- [Required work]: When you retype the data, keep every word exactly and include none of the pictures.

Segment Start: Input material

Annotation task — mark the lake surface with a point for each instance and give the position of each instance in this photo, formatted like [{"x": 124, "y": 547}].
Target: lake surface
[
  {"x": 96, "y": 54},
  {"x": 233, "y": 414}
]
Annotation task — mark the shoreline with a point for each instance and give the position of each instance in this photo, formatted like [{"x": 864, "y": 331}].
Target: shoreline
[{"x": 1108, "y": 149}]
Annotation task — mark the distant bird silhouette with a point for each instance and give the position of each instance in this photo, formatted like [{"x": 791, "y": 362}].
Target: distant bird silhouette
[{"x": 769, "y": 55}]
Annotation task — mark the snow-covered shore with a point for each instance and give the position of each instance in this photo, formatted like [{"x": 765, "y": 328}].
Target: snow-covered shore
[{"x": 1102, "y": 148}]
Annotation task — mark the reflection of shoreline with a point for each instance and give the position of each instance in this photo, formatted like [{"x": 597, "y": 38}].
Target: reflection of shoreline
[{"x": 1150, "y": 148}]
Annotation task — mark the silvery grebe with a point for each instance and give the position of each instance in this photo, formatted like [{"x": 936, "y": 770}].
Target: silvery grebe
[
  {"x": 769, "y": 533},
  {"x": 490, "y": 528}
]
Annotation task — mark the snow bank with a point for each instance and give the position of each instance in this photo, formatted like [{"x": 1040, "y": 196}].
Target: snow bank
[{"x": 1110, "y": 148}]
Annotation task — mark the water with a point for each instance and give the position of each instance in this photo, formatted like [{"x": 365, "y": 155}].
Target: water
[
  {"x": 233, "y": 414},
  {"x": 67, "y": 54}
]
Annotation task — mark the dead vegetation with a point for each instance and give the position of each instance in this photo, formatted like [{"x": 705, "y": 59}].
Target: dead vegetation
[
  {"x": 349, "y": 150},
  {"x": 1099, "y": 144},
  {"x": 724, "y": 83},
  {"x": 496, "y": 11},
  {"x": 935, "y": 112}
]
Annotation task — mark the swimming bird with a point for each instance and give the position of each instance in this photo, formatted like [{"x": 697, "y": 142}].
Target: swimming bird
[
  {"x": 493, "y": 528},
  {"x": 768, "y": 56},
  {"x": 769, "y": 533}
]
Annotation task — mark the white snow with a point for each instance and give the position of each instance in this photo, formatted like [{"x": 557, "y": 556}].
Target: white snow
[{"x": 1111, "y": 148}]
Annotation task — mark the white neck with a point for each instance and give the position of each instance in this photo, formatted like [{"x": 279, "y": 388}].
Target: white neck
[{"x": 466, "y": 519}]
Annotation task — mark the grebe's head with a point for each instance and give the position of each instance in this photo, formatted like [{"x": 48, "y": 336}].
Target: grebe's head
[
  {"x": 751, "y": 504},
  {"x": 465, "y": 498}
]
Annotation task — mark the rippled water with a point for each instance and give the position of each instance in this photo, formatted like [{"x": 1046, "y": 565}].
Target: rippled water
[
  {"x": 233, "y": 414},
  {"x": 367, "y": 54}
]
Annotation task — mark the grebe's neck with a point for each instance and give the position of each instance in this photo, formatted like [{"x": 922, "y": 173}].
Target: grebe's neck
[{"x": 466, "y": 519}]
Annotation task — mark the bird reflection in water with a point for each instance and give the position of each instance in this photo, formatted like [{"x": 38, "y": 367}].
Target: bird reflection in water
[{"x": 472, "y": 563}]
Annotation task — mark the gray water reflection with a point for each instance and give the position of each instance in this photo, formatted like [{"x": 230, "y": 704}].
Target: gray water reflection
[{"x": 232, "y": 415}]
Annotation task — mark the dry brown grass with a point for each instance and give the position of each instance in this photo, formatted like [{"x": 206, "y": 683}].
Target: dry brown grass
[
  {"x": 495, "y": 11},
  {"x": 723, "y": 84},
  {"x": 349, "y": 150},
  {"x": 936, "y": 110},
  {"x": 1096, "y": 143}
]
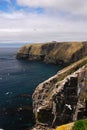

Segment End: Input material

- [Response to this exercise]:
Annotation task — mark the lake surface with a point for each instance and give the position of each instance in this photo, formatted like [{"x": 124, "y": 547}].
Target: lake surface
[
  {"x": 96, "y": 54},
  {"x": 233, "y": 414}
]
Annotation task — mark the shoreline with a point for each instance and give the position of each instance in this photo, formatted like [{"x": 864, "y": 331}].
Target: shoreline
[{"x": 1108, "y": 149}]
Annotation task — mark the distant bird silhouette with a point for each instance and give the position of each instance in this photo, formatted like [{"x": 791, "y": 362}].
Target: distant bird silhouette
[{"x": 769, "y": 55}]
Annotation task — mark the snow-covered shore with a point for each instance and give the position of each instance in this photo, formatted like [{"x": 765, "y": 328}].
Target: snow-covered shore
[{"x": 1102, "y": 148}]
Annotation task — mark the reflection of shoreline with a point for each instance and give the position of each instance in this photo, formatted like [{"x": 597, "y": 38}].
Target: reflection of shoreline
[{"x": 1150, "y": 148}]
Annotation task — mark the silvery grebe with a point for each instance and give the position of each instance in this photo, formatted like [{"x": 936, "y": 770}].
Target: silvery grebe
[
  {"x": 769, "y": 533},
  {"x": 490, "y": 528}
]
Annotation task — mark the snow bank with a point for each instance and give the position of each instance in this photo, formatted like [{"x": 1040, "y": 196}].
Target: snow bank
[{"x": 1110, "y": 148}]
Annotation task — mark the water with a point for each instance and give the position of each instance in this photo, formatted like [{"x": 365, "y": 155}].
Target: water
[
  {"x": 233, "y": 414},
  {"x": 67, "y": 54}
]
Annotation task — mark the dead vegetation with a point for each instance and give the position of each instance in this photo, formatted like [{"x": 705, "y": 59}].
Target: dead vegetation
[
  {"x": 349, "y": 150},
  {"x": 1099, "y": 144},
  {"x": 724, "y": 83},
  {"x": 496, "y": 11},
  {"x": 935, "y": 112}
]
Annotation task — mark the swimming bird with a point for each instance and give the position of each instance in this photo, formatted like [{"x": 697, "y": 142}].
Target: swimming bird
[
  {"x": 493, "y": 528},
  {"x": 768, "y": 56},
  {"x": 769, "y": 533}
]
Annotation task — mark the white snow with a point for each instance and give the position of each instance in this photo, formatted like [{"x": 557, "y": 556}].
Target: white snow
[{"x": 1111, "y": 148}]
Annotation task — mark the white neck with a point for each instance and give the position of each instance in this photo, formatted like [{"x": 279, "y": 388}].
Target: white neck
[{"x": 466, "y": 519}]
Annotation task — mark the grebe's head with a point for each instance and give the position of each instance in this photo, formatted like [{"x": 48, "y": 336}].
Target: grebe's head
[
  {"x": 751, "y": 504},
  {"x": 465, "y": 498}
]
Annotation task — mark the rippled water with a point for each instance and give the position of each instance in this photo, formatted like [{"x": 1046, "y": 565}].
Target: rippled water
[
  {"x": 233, "y": 414},
  {"x": 367, "y": 54}
]
Annotation task — mark the grebe's neck with a point for each instance and give the position of each instance in this photo, formatted like [{"x": 922, "y": 173}].
Target: grebe's neck
[{"x": 466, "y": 519}]
Annotation task — mark the bird reflection in water with a point for each instance and give the position of each instance in this photo, formatted like [{"x": 38, "y": 367}].
Target: bird reflection in water
[{"x": 472, "y": 563}]
Annotation task — mark the gray water reflection with a point for each instance and give the position of each instance in this photo, formatted like [{"x": 230, "y": 704}].
Target: gray water reflection
[{"x": 232, "y": 415}]
Annotation task — mark the dry brown grass with a point for each instance and give the position of each instance in this photo, formatted like [{"x": 206, "y": 683}].
Target: dry brown grass
[
  {"x": 495, "y": 11},
  {"x": 723, "y": 84},
  {"x": 349, "y": 150},
  {"x": 936, "y": 110},
  {"x": 1096, "y": 143}
]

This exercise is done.